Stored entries
▬▬▬▬▬▬▬▬▬▬

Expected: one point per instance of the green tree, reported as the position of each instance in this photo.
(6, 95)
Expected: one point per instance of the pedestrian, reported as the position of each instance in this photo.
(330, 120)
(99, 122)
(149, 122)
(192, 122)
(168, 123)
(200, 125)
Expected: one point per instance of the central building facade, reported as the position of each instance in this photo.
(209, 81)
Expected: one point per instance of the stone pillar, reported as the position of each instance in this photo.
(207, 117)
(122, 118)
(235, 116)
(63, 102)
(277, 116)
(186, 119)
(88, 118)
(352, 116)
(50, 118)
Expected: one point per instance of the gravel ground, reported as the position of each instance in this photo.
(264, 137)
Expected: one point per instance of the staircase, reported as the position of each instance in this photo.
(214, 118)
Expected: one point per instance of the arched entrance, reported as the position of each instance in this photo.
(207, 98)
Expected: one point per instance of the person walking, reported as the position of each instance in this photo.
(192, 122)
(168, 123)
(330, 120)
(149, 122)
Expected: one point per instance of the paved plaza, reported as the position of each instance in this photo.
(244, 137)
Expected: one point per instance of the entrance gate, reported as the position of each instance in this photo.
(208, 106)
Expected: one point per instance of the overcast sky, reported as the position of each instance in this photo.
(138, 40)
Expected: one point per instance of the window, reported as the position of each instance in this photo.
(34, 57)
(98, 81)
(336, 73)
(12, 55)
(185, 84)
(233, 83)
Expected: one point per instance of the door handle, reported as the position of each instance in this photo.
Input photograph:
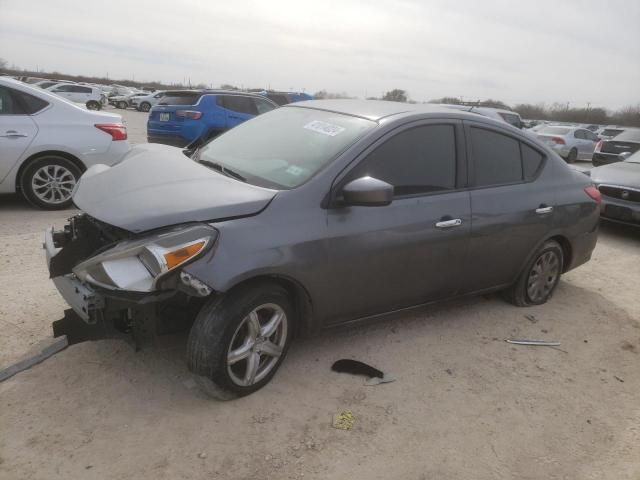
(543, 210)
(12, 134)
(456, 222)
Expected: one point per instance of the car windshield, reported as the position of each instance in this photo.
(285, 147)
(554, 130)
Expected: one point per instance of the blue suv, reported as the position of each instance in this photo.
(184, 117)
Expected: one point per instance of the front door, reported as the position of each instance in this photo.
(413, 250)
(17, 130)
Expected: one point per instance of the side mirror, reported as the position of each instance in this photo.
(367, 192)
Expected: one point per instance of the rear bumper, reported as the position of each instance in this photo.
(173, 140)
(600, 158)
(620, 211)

▬▬▬▬▬▬▬▬▬▬

PROBLEM REQUIREMENTS
Please format all of the data above as a numbered list with no blank lines, leaving the pictures out.

COMPLETED TASK
1. Expected: one point per instance of the green tree, reported as the position of each instance in this photo.
2. (6, 95)
3. Expected: one point per instance of the pedestrian, reported as the position of each instance in this photo.
4. (330, 120)
5. (99, 122)
6. (149, 122)
7. (192, 122)
8. (168, 123)
9. (200, 125)
10. Expected: one point per instance of the central building facade, reported as the position of each instance in this photo.
11. (209, 81)
12. Expected: one point per instance of the stone pillar, reported as the position of each instance in this photo.
13. (207, 117)
14. (122, 118)
15. (235, 116)
16. (63, 102)
17. (277, 116)
18. (186, 119)
19. (88, 118)
20. (352, 116)
21. (50, 118)
22. Expected: one point per instance of the gravel ground, reported as the position of each instance in this photo.
23. (264, 137)
24. Expected: one point per instance of the staircase, reported as the position of each instance in this photo.
25. (214, 118)
26. Expected: one point per instance of the arched entrance, reported as the position of each instance in this photo.
27. (207, 98)
28. Expected: one point per instance of the person walking, reported as the position of each instance in this photo.
29. (192, 122)
30. (168, 123)
31. (330, 120)
32. (149, 122)
33. Expected: one point per instance of the paved plaza, reported as the position of each instance in this photo.
34. (244, 137)
35. Expected: one point per instance of the entrance gate, reported as the position of each instance in this photo.
36. (208, 106)
37. Expected: one point per instance of the overcast sky, reported as the position of each instance in this photo.
38. (138, 40)
39. Expected: one point per instance of the window, reported as the position of each instance in this photo.
40. (34, 57)
41. (98, 81)
42. (336, 73)
43. (12, 55)
44. (185, 84)
45. (233, 83)
46. Expected: one point per instance of the door handle, reported as the position of each instance in this photo.
47. Input photograph:
48. (543, 210)
49. (12, 134)
50. (456, 222)
51. Expected: one point per instance of the car windshield, reported as the position of each instance in this photo.
52. (285, 147)
53. (554, 130)
54. Expected: one point per instance of the blue suv, reported as the position of each instance in this photo.
55. (184, 117)
56. Expected: one point per instance of the front door, reported as the position of each instance in this photo.
57. (413, 250)
58. (17, 130)
59. Expected: one point per instance of the side mirror, reported as the position of each instance in this photo.
60. (367, 192)
61. Expected: one point per instance of the rear bumper, reported as the position of each instance in this photo.
62. (173, 140)
63. (600, 158)
64. (620, 211)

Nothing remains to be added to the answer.